= What needs to be done =
Reproduce, character for character, the lines from the line with "Target: empty room" to the line with "pixel 296 270", including both of those lines.

+ + + + + + +

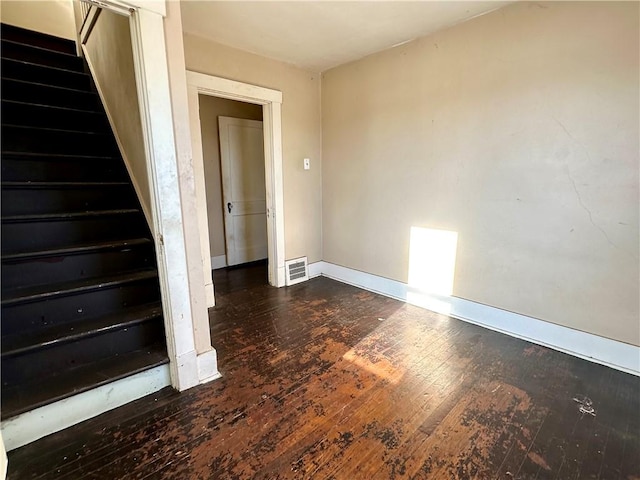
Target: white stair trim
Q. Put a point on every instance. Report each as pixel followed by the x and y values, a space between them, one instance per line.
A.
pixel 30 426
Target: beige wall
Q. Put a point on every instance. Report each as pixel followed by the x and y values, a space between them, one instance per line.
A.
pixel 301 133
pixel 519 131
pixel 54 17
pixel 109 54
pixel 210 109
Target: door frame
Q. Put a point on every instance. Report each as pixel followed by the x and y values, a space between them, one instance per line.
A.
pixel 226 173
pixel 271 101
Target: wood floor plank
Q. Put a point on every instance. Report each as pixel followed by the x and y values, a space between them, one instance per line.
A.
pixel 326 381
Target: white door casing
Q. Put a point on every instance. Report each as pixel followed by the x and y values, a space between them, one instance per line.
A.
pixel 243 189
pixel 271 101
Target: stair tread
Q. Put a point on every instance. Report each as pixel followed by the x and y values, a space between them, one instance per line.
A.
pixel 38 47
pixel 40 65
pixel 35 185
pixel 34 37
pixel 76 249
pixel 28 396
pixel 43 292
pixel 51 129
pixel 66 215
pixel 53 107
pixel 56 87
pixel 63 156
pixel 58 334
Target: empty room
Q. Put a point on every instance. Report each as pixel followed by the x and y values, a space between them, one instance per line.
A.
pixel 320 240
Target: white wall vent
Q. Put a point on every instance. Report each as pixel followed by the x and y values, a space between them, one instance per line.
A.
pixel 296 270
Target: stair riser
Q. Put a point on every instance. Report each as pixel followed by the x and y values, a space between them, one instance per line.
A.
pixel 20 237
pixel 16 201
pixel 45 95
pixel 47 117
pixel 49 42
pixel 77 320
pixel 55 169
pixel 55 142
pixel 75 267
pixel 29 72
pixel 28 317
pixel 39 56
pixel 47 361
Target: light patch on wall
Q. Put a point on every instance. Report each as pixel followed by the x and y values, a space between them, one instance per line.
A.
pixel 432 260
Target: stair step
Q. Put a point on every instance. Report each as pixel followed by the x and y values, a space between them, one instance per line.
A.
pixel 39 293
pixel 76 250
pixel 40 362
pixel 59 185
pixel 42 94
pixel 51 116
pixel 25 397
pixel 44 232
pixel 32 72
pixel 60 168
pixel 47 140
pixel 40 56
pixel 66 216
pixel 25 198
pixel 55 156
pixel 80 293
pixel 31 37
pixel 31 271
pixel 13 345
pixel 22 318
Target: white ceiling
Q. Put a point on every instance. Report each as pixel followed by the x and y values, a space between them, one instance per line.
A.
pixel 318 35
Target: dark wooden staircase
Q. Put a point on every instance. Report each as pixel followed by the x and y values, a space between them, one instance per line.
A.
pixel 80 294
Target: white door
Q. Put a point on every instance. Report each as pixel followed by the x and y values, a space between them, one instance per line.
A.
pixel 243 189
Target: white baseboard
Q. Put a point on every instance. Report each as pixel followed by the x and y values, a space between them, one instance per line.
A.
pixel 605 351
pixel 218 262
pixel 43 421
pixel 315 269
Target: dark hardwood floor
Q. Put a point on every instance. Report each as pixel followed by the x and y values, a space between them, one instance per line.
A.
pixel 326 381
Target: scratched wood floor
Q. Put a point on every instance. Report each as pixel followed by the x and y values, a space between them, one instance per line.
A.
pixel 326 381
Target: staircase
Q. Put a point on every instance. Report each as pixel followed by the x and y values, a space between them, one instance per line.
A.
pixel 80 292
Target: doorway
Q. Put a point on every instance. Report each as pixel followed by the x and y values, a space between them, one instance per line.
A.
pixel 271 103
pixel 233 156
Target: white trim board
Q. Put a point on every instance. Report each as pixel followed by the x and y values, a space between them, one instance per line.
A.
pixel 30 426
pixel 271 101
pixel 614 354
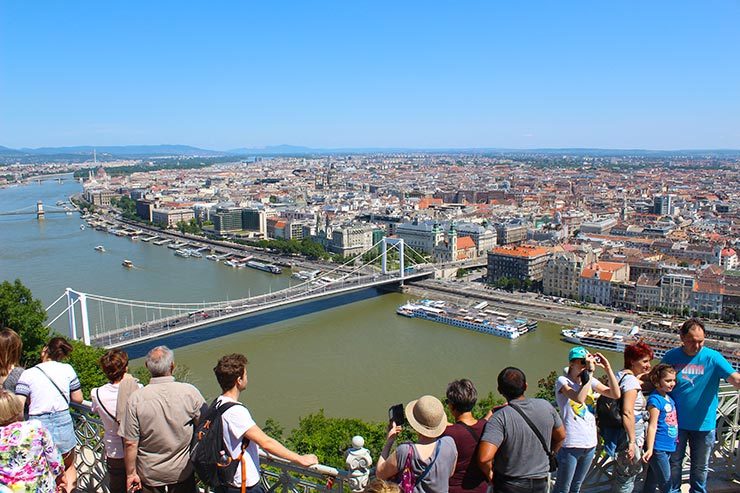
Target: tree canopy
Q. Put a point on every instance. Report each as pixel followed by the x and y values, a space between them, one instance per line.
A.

+ + + + + + +

= Task output =
Target: empty room
Q. Put a point on every instance. Report each as pixel followed by the x and y values, a space between them, one instance per line.
A.
pixel 320 240
Target: white wall vent
Q. Put a point on every instance. Report each as pixel followed by the x and y values, a space between them, one instance per line.
A.
pixel 296 270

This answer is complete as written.